Problem requirements> From the records below, extract only the lines running from the line with "Query: construction crane" to the line with "[[556, 495], [5, 691], [180, 309]]", both lines included, reproducing them exactly.

Records for the exercise: Begin

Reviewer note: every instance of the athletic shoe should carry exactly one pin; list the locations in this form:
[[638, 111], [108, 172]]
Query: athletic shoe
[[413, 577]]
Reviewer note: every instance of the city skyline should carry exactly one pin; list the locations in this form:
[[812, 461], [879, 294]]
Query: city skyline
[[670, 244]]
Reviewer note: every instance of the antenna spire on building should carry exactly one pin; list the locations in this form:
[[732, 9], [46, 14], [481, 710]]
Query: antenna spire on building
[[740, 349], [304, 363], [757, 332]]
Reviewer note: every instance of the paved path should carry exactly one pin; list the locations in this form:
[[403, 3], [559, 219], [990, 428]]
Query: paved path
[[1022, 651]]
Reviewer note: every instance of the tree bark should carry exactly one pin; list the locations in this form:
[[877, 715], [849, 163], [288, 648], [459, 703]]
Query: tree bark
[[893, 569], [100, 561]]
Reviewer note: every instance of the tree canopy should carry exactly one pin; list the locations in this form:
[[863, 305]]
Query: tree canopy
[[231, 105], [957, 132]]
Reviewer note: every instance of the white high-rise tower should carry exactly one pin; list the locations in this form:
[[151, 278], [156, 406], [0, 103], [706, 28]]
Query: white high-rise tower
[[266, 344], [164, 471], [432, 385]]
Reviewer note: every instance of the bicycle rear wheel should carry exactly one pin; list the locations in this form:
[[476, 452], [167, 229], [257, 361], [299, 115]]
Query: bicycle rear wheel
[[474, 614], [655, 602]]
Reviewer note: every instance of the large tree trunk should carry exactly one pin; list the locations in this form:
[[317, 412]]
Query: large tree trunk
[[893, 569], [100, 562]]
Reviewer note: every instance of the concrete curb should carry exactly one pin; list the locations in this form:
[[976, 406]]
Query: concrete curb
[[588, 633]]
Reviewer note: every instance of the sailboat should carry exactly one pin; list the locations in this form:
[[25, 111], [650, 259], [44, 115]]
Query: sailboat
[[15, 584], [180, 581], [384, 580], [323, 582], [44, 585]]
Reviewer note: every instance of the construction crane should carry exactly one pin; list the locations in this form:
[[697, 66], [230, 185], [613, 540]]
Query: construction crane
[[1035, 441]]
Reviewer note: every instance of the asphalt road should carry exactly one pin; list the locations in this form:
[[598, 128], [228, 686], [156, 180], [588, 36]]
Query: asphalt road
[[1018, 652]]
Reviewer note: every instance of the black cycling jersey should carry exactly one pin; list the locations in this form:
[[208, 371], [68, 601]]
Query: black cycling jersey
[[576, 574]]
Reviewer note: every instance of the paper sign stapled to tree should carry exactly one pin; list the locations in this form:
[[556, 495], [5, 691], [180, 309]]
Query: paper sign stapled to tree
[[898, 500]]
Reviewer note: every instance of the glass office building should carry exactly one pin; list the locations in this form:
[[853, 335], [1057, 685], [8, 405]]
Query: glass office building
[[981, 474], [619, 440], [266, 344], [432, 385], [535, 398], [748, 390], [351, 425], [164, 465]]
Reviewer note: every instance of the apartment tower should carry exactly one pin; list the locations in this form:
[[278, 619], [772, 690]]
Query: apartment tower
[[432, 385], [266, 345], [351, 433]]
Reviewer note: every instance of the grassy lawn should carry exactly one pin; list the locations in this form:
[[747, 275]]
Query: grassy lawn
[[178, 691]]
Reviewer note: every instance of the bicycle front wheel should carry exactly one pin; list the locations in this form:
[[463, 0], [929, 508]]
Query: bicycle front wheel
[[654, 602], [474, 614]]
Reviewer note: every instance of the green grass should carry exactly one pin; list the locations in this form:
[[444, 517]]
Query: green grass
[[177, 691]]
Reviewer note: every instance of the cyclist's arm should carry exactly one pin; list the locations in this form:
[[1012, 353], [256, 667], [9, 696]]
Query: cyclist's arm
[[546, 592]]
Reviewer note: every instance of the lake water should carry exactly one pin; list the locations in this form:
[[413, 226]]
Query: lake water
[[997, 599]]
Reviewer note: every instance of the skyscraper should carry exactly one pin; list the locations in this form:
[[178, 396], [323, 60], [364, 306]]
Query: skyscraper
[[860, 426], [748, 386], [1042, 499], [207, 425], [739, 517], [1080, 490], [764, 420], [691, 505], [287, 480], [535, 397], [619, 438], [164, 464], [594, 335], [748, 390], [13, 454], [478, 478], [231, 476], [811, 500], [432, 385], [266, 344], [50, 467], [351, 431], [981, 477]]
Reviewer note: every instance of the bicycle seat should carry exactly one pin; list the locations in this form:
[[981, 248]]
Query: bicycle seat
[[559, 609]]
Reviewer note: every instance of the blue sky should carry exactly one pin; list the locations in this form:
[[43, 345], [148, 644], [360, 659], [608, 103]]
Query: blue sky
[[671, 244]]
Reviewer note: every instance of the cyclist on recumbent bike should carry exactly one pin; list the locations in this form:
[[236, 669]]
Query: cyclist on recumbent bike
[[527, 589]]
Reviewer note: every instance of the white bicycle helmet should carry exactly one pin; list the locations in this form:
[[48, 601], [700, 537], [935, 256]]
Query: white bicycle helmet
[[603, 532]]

Records for the exercise: End

Output>
Query: construction crane
[[1035, 441]]
Reviewer note: every instance of the asphalt road should carry exactly one pin; list the locations in this form:
[[598, 128], [228, 686], [156, 180], [588, 36]]
Query: asphalt road
[[1018, 652]]
Reviewer note: every instance of the black cycling jersey should carry exactly one pin; list the locations in this form:
[[208, 371], [68, 601]]
Query: black cycling jersey
[[576, 574]]
Reviewer note: every instance of the paper sign stapled to tree should carry exactly one pin; list the locations in this form:
[[556, 495], [5, 691], [180, 309]]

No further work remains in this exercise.